→ **Stated problem**
Give the items below as a numbered list, leaving out any blank lines.

=======

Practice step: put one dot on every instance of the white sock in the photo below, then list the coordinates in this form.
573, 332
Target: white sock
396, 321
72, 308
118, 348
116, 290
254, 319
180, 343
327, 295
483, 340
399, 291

=======

→ **Expected answer**
1. Practice step: put one dot on every instance of the white sock in the photo below, then list the coordinates in this form.
2. 573, 332
3. Target: white sock
4. 396, 321
5. 72, 308
6. 118, 348
7. 116, 290
8. 254, 319
9. 180, 343
10. 327, 295
11. 483, 340
12. 399, 291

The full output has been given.